• Goal of the exercise: Reproduce, without any change, everything from the line containing "Target: wispy cloud" down to the line containing "column 88, row 87", including both of those lines.

>> START Input

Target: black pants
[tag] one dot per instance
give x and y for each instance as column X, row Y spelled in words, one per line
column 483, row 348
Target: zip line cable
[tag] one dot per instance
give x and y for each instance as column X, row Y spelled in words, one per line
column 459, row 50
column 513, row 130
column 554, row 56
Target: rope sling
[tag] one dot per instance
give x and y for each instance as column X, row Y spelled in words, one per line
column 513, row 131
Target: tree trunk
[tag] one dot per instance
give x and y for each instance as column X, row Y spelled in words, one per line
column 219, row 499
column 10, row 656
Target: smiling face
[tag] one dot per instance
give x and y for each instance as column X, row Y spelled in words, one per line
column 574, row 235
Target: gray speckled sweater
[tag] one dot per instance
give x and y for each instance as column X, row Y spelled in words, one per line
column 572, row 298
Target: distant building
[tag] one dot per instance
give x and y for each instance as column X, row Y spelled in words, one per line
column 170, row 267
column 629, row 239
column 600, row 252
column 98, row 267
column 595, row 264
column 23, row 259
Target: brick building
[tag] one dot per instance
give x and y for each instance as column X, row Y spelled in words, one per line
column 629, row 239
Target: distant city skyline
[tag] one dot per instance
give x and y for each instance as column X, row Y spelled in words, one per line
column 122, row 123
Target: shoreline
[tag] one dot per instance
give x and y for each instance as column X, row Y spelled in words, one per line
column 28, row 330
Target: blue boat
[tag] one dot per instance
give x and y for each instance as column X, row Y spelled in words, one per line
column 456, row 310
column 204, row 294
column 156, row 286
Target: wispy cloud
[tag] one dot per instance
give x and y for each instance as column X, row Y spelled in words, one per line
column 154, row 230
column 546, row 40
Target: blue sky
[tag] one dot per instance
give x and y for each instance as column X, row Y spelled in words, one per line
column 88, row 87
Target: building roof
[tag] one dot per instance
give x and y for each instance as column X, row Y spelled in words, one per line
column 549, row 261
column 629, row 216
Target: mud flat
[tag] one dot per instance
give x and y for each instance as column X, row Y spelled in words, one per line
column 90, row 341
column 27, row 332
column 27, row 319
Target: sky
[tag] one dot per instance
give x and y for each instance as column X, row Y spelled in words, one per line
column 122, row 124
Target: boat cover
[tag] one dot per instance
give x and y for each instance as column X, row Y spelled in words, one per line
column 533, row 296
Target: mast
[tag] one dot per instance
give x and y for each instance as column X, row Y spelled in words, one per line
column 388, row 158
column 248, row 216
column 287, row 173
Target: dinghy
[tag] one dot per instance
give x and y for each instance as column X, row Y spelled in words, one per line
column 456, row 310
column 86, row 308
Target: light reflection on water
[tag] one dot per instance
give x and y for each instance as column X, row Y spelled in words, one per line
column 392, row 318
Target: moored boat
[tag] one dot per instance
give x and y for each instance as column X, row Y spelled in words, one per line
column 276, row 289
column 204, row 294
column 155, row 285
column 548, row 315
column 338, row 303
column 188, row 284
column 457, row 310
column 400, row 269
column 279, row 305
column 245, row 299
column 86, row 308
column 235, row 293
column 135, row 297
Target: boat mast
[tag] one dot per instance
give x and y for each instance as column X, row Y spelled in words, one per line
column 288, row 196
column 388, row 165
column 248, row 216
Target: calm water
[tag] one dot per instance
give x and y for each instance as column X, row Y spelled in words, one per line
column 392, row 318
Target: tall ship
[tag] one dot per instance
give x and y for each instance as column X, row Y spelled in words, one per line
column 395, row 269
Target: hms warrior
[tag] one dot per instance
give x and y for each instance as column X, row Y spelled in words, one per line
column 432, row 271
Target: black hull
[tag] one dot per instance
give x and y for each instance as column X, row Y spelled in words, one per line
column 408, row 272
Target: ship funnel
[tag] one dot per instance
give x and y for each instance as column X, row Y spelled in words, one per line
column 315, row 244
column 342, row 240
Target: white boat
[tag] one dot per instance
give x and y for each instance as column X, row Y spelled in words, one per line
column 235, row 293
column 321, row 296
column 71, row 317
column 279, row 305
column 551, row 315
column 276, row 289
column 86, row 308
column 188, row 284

>> END Input
>> START Input

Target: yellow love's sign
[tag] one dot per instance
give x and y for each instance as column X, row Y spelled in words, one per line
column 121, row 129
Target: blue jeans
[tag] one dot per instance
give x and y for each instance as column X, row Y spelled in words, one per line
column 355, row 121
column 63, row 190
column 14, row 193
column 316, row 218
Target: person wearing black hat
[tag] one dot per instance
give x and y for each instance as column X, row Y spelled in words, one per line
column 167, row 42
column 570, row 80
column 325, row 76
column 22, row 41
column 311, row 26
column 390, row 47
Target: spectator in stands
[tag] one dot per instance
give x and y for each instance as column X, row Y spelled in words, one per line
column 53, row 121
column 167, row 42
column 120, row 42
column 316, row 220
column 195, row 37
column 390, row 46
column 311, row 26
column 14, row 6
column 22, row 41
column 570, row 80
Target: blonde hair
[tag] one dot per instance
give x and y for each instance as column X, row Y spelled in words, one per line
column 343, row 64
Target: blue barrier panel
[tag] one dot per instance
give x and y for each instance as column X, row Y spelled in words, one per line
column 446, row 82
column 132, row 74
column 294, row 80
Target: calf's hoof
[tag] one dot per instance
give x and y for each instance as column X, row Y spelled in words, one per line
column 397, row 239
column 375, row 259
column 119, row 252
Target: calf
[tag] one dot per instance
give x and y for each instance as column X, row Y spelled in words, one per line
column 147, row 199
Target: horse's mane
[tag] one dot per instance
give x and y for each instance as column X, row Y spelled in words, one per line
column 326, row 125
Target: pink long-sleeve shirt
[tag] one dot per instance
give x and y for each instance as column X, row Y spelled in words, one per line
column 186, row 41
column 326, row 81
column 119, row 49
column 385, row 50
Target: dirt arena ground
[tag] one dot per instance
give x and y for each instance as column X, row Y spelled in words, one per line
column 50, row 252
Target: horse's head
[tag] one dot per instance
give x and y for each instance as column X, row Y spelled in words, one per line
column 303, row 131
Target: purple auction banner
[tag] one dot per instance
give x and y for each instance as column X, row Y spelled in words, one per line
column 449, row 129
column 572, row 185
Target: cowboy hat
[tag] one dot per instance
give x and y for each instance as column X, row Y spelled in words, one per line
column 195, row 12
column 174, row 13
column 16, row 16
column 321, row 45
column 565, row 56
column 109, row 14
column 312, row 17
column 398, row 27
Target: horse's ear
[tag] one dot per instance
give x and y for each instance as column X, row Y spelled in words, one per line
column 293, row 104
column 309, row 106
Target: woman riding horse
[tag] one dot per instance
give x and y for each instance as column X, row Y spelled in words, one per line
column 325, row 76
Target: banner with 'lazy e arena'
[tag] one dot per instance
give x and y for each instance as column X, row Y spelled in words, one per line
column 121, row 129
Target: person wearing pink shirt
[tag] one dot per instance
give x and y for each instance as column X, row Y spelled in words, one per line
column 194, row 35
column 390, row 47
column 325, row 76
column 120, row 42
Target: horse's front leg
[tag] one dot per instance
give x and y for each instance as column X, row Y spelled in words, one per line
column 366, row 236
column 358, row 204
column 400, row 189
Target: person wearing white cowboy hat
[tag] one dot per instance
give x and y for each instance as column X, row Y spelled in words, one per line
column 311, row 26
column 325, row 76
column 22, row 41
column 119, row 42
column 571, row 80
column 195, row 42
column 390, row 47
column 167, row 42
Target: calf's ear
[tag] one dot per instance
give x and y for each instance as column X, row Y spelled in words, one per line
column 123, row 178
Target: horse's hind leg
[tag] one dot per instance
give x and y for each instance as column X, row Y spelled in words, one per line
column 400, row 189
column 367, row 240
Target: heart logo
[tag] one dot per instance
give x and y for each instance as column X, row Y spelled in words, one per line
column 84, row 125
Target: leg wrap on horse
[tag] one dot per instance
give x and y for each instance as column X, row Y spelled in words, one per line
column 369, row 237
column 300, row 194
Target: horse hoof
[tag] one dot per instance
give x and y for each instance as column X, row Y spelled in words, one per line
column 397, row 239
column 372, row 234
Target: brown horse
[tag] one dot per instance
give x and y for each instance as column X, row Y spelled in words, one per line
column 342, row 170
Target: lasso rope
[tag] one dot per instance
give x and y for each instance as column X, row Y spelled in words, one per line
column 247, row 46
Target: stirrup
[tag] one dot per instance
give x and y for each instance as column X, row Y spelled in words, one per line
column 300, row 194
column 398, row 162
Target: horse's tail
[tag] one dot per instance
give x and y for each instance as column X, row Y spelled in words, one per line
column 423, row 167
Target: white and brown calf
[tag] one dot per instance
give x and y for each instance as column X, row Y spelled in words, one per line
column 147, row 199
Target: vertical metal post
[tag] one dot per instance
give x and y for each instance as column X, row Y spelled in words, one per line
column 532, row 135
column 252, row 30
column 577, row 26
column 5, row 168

>> END Input

• Full answer:
Target: wispy cloud
[tag] one dot per instance
give x and y for each instance as column X, row Y spelled in words, one per line
column 154, row 230
column 546, row 40
Target: blue sky
[tag] one dot per instance
give x and y for each instance as column X, row Y spelled in words, one per line
column 88, row 87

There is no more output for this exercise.